+++ Exercise input +++
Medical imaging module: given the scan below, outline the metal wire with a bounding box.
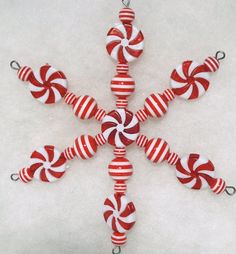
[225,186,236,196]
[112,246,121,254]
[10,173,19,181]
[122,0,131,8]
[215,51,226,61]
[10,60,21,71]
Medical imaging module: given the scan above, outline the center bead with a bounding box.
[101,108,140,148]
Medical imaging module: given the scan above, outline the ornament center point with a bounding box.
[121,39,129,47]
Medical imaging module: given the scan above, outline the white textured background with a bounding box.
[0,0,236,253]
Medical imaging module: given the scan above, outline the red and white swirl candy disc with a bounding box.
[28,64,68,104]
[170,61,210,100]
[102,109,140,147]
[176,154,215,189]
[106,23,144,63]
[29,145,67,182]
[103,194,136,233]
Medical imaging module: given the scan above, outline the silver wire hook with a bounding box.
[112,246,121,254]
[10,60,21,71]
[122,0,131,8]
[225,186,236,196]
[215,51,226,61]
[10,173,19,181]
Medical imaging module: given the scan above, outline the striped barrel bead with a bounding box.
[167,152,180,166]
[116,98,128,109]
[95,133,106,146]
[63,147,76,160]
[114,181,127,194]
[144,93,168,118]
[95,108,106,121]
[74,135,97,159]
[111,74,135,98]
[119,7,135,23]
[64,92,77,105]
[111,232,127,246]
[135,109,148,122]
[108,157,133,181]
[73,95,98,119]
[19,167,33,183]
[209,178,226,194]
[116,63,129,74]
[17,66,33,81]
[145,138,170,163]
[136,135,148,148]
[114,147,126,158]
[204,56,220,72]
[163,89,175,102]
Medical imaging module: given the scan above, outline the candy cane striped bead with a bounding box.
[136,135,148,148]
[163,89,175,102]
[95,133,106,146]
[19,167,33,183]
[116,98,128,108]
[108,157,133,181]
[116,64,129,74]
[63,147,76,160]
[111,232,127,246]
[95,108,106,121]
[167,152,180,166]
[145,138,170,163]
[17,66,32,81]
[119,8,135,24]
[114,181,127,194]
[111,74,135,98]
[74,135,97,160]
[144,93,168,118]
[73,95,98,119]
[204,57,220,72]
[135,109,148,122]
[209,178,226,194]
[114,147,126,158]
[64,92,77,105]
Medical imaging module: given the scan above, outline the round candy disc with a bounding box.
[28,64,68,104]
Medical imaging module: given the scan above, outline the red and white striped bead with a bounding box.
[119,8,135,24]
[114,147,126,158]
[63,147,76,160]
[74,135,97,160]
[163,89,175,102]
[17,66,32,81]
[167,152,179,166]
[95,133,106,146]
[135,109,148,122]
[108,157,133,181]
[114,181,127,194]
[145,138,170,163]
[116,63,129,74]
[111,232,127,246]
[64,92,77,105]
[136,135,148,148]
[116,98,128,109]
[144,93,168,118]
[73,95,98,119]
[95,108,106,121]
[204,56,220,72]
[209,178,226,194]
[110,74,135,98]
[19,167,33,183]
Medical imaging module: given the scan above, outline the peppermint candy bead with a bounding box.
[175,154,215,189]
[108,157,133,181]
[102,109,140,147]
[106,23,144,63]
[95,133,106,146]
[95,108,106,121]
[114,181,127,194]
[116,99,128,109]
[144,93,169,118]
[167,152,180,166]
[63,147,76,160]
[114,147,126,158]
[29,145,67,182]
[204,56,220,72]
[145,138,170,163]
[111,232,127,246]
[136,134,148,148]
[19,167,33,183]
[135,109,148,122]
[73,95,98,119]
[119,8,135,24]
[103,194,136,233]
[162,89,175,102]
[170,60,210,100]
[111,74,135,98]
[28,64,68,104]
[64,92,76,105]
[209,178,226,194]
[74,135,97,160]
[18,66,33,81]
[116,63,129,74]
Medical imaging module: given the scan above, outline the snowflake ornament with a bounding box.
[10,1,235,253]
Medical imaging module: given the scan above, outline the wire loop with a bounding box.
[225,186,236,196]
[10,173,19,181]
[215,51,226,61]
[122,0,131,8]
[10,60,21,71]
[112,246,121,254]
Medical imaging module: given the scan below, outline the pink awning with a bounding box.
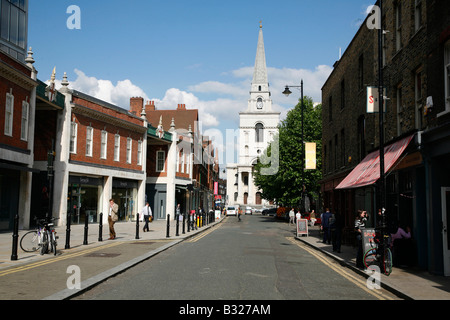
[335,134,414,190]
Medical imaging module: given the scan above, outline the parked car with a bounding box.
+++
Could the lines above be copied out exactly, with no image carried over?

**Solution to this task:**
Medical imaging module: given the scan below, outline the metal wire with a bounding box.
[225,186,236,196]
[112,246,121,254]
[10,173,19,181]
[122,0,131,8]
[215,51,226,61]
[10,60,21,71]
Medical imaging module: given the scan above, outline the center bead with a bounding box.
[101,108,140,148]
Medical imaging module: given the scan above, outline the ornament center point with a bounding box.
[121,39,129,47]
Medical imaging module: given the scan above, outline the white textured background with a bounding box.
[0,0,236,253]
Medical imaging module: given the scan above, outline the red and white swirl candy disc with a bounding box.
[28,64,68,104]
[170,61,210,100]
[102,109,140,147]
[176,154,215,189]
[106,23,144,63]
[29,145,67,182]
[103,194,136,233]
Medical imaging module: given the scan above, outline the silver wire hook with a bounding box.
[112,246,121,254]
[10,60,21,71]
[122,0,131,8]
[225,186,236,196]
[215,51,226,61]
[10,173,19,181]
Medical imaging module: given the scan above, outline the striped barrel bead with a bounding box.
[167,152,180,166]
[116,98,128,109]
[95,133,106,146]
[63,147,76,160]
[114,181,127,194]
[144,93,168,118]
[95,108,106,121]
[74,135,97,159]
[111,74,135,98]
[119,7,135,23]
[64,92,77,105]
[111,232,127,246]
[135,109,148,122]
[108,157,133,181]
[73,95,98,119]
[19,167,33,183]
[209,178,226,194]
[116,63,129,74]
[17,66,33,81]
[145,138,170,163]
[136,135,148,148]
[114,147,126,158]
[204,56,220,72]
[163,89,175,102]
Medical imaging module: given the scan above, outline the candy cane striped bead with a bounding box.
[136,135,148,148]
[163,89,175,102]
[95,133,106,146]
[19,167,33,183]
[116,98,128,108]
[108,157,133,181]
[116,64,129,74]
[63,147,76,160]
[111,232,127,246]
[95,108,106,121]
[167,152,180,166]
[145,138,170,163]
[17,66,32,81]
[119,8,135,24]
[114,181,127,194]
[111,74,135,98]
[74,135,97,160]
[144,93,168,118]
[73,95,98,119]
[204,57,220,72]
[135,109,148,122]
[209,178,226,194]
[114,147,126,158]
[64,92,77,105]
Medical imaging module: given the scan above, outline the round candy disc with a bounding box.
[28,64,68,104]
Medical imaging module: given the scan above, outline the red and white striped bead with a bounding box.
[119,8,135,24]
[114,147,126,158]
[63,147,76,160]
[74,135,97,160]
[163,89,175,102]
[17,66,32,81]
[167,152,179,166]
[95,133,106,146]
[135,109,148,122]
[108,157,133,181]
[114,181,127,194]
[145,138,170,163]
[116,63,129,74]
[111,232,127,246]
[64,92,77,105]
[136,135,148,148]
[116,98,128,109]
[144,93,168,118]
[73,95,98,119]
[95,108,106,121]
[204,56,220,72]
[209,178,226,194]
[110,74,135,98]
[19,167,33,183]
Medical imaging module: given the scan above, outline the peppermint candy bead with a bounding box.
[175,154,215,189]
[108,157,133,181]
[102,109,140,147]
[106,23,144,63]
[95,133,106,146]
[95,108,106,121]
[114,181,127,194]
[116,99,128,109]
[144,93,169,118]
[167,152,180,166]
[63,147,76,160]
[114,147,126,158]
[29,145,67,182]
[204,56,220,72]
[145,138,170,163]
[111,232,127,246]
[136,134,148,148]
[19,167,33,183]
[135,109,148,122]
[73,95,98,119]
[119,8,135,24]
[103,194,136,233]
[162,89,175,102]
[170,60,210,100]
[111,74,135,98]
[28,64,68,104]
[64,92,76,105]
[209,178,226,194]
[74,135,97,160]
[18,66,33,81]
[116,63,129,74]
Medical imaging module: given the scan above, outline the snowflake ornament with a bounding box.
[10,1,235,253]
Medical imaging module: given the scan above, outline the wire loop with a bounding box.
[225,186,236,196]
[10,173,19,181]
[215,51,226,61]
[122,0,131,8]
[10,60,21,71]
[112,246,121,254]
Medical imaging module: given the scan below, outline the pink awning with a bounding box.
[335,134,414,190]
Medical imaging module: given the scan above, outline the parked car with a bounding box.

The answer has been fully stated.